* The problem:
Please gather every line in the records below that contains the word "pointer". Case matters.

-*-*-

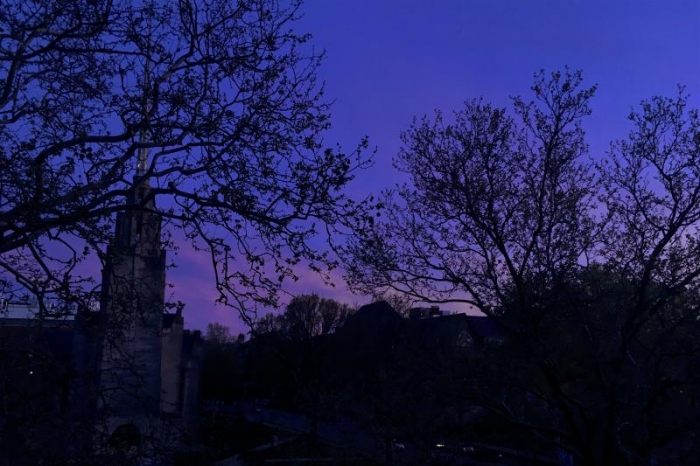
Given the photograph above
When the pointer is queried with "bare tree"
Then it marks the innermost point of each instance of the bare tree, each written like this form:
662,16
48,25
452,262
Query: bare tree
577,260
224,98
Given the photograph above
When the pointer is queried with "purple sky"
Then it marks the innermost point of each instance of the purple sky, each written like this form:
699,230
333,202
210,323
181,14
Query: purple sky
390,60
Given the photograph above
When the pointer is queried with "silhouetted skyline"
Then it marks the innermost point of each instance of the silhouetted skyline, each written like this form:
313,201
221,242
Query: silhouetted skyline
388,62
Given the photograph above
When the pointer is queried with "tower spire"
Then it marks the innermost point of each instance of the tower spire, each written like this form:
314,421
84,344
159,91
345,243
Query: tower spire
142,163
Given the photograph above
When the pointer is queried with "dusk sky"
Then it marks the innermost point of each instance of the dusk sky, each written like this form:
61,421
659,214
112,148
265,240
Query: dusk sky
390,60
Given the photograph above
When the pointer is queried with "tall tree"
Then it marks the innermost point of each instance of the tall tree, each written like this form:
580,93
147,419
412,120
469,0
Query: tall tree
224,98
505,213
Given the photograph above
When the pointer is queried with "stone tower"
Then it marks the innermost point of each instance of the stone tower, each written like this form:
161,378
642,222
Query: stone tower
133,284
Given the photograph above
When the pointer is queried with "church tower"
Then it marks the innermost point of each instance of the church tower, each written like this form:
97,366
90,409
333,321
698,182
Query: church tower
133,285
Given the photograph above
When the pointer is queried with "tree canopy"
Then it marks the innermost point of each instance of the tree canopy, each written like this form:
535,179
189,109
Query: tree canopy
224,98
505,210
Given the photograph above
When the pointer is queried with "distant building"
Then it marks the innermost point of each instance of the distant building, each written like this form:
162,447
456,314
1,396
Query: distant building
120,379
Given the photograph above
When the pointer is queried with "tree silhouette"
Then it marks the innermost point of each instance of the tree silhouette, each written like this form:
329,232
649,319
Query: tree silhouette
224,98
506,213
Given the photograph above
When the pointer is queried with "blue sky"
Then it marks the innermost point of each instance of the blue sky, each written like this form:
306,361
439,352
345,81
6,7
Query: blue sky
390,60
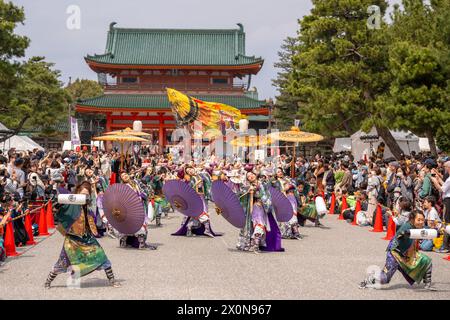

-*-*-

* Full response:
When the pointer is queried with "bare tree"
When the pointer is queried with "purple sky"
When the pointer is queried with "silhouetted skyline"
When the pointer is queried with "tower spire"
When the pointer is queried with "dusk sky"
When the pointer is queried with "tall tree"
When the pointer is queried with "stone tower"
When the pointer is queried with "church tower"
When the pointer is queried with "tree canopy"
When the pointer is queried with "distant building"
When the pointer is queried with "tree silhouette"
When the pointer is queried with "blue sky"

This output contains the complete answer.